▸ **Text extract**
When you're architecting an enterprise Java application, one decision quietly shapes everything downstream: runtime footprint, deployment pipelines, and how your platform team handles incidents at 3 a.m. For two decades, that decision was framed as Java SE vs Java EE. In 2026, that framing has quietly inverted.

Nearly every modern enterprise Java app runs on Java SE 21 or 25 LTS. The real choice now sits one layer up: which framework or runtime sits on top of the JVM. Spring Boot. Quarkus. Helidon. Micronaut. Vanilla Jakarta EE on Open Liberty, Payara, or WildFly. These options have converged on the same underlying APIs. Spring Boot 3 and 4 sit on jakarta.* packages, the same namespace Jakarta EE itself uses. But they differ sharply in startup time, memory footprint, deployment topology, and what your CI/CD pipeline has to do to ship them safely.

This guide is for the platform engineer, architect, or staff engineer who needs to make that call once and live with it across dozens of services. We'll cover what changed, where the stacks still diverge, and how to standardize delivery across a mixed Java fleet without forcing consolidation no team wants.

What is Java SE?

Java SE (Standard Edition) is the foundation of every Java application, from a five-line script to a globally distributed system. It's the language, the runtime, and the core libraries every Java program assumes is there.

But describing Java SE as just "the foundation" undersells what's happened to it in the last three years. Java SE in 2026 is not the Java SE of 2018.

What Java SE provides

At its core, Java SE includes:

• The Java language itself, including modern features like records, sealed classes, pattern matching, and switch expressions
• The JVM, which gives you platform independence and decades of mature garbage collection, JIT compilation, and observability tooling
• Core libraries for collections, concurrency, file I/O, networking, and HTTP
• Build and dev tools: javac, jshell, jpackage, and the AOT cache introduced in recent LTS releases

These pieces form the runtime baseline that every Java framework, including Spring Boot, Quarkus, and Jakarta EE implementations, sits on top of.

What's new in Java SE that actually matters

If you've been away from the platform for a few years, four changes are worth knowing about before you make any architectural decisions:

Virtual threads (stable in Java 21). Project Loom collapsed the cost of a thread from megabytes of stack to a few hundred bytes. A single JVM can now run millions of concurrent virtual threads. This is the biggest concurrency change in Java's history and it removes the main argument for reactive frameworks like WebFlux on most workloads. Blocking code is fast again.

AOT compilation and native images. GraalVM native image and the JDK's own ahead-of-time caching turn Java apps into binaries that start in tens of milliseconds and use a fraction of the memory of a warm JVM. This used to be a Quarkus or Micronaut differentiator. It's now table stakes across the ecosystem, including Spring Boot 3+.

Records, sealed classes, and pattern matching. The boilerplate that used to push teams toward Lombok or Kotlin is mostly gone. Data-oriented programming in modern Java looks closer to Scala or Kotlin than to Java 8.

Java 25 LTS performance work. Compact object headers shrink object overhead by roughly 22% on heap-heavy workloads. The G1 garbage collector got a redesigned card table in Java 26 that delivers measurable throughput gains on reference-heavy code.

▸ **Data extract**

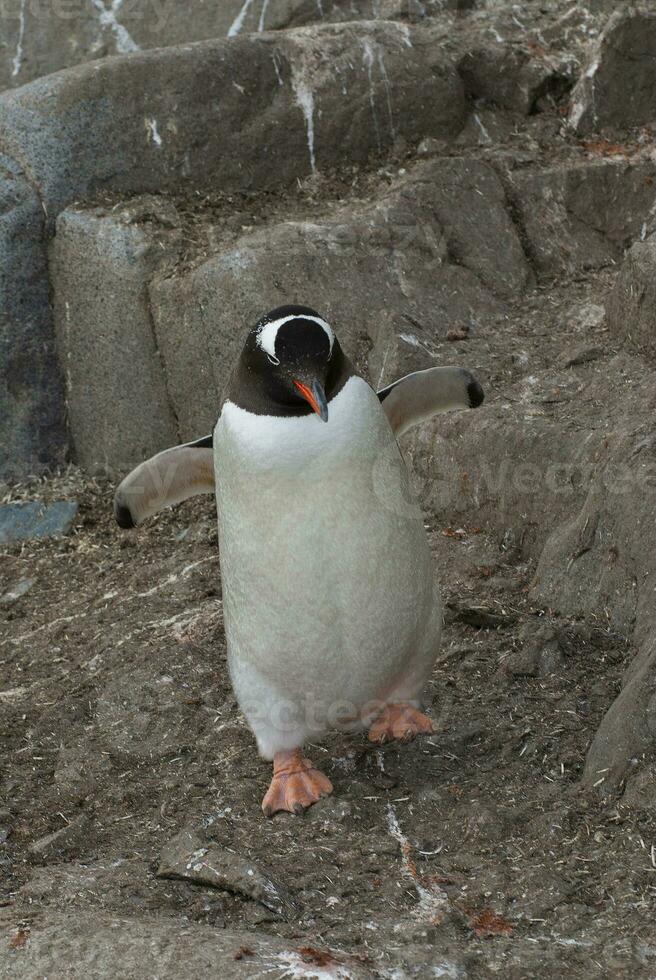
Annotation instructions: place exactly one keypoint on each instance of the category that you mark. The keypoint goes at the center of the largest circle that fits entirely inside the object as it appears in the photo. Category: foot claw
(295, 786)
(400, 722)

▸ **Task details**
List the build and dev tools that the Java SE guide names as part of Java SE. The data that comes after the guide isn't needed.

▸ **Written response**
- javac
- jshell
- jpackage
- the AOT cache